On Sat, Mar 24, 2012 at 8:51 PM, Johan Tibell
On Sat, Mar 24, 2012 at 5:54 PM, Gabriel Dos Reis
wrote: I think there is a confusion here. A Unicode character is an abstract entity. For it to exist in some concrete form in a program, you need an encoding. The fact that char16_t is 16-bit wide is irrelevant to whether it can be used in a representation of a Unicode text, just like uint8_t (e.g. 'unsigned char') can be used to encode Unicode string despite it being only 8-bit wide. You do not need to make the character type exactly equal to the type of the individual element in the text representation.
Well, if you have a >21-bit type you can declare its value to be a Unicode code point (which are numbered.)
That is correct. Because not all Unicode points represent characters, and not all Unicode code point sequences represent valid characters, even if you have that >21-bit type T, the list type [T] would still not be a good string type.

> **Entries**

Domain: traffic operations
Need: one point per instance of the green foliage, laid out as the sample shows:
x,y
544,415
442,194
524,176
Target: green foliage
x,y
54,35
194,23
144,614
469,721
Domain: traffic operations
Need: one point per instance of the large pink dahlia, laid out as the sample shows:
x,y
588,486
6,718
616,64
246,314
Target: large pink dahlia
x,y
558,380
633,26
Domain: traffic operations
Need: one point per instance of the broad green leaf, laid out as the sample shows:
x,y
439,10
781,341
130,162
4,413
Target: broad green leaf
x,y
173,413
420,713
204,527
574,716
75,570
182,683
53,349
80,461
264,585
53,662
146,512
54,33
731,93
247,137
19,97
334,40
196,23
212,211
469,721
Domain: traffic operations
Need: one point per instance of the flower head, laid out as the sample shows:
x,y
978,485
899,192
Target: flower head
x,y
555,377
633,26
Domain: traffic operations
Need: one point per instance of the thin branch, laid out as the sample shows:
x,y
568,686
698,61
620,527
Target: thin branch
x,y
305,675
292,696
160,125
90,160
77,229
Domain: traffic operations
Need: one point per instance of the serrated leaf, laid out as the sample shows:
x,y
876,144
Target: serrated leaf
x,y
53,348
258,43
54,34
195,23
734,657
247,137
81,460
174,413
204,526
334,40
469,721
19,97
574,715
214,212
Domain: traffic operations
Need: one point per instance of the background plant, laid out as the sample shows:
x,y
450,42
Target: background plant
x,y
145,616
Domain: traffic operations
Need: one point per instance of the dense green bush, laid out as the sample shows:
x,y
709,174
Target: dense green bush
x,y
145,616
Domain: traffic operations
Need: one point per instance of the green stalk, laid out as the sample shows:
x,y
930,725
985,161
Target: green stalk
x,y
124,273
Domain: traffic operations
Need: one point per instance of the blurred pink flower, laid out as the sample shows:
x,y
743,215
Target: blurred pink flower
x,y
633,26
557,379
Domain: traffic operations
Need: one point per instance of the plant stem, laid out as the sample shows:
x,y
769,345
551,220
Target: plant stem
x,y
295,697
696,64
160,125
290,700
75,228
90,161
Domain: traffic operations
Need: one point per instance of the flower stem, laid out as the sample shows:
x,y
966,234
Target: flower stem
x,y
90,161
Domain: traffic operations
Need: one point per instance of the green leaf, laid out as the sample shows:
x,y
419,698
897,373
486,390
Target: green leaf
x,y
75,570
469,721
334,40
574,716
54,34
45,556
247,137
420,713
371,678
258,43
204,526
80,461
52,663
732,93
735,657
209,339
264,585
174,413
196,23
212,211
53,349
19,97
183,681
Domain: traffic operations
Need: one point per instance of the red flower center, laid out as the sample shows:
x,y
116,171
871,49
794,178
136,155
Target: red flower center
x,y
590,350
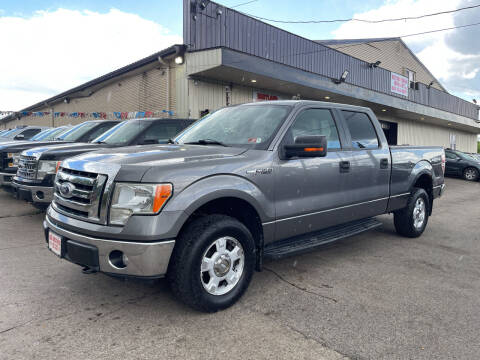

> **Your instructions**
Print the Unicode thread verbatim from "On Sat, Mar 24, 2012 at 8:51" to "(which are numbered.)". The records have nothing to do with the Unicode thread.

> **Finished answer**
On Sat, Mar 24, 2012 at 8:51 PM, Johan Tibell
On Sat, Mar 24, 2012 at 5:54 PM, Gabriel Dos Reis
wrote: I think there is a confusion here. A Unicode character is an abstract entity. For it to exist in some concrete form in a program, you need an encoding. The fact that char16_t is 16-bit wide is irrelevant to whether it can be used in a representation of a Unicode text, just like uint8_t (e.g. 'unsigned char') can be used to encode Unicode string despite it being only 8-bit wide. You do not need to make the character type exactly equal to the type of the individual element in the text representation.
Well, if you have a >21-bit type you can declare its value to be a Unicode code point (which are numbered.)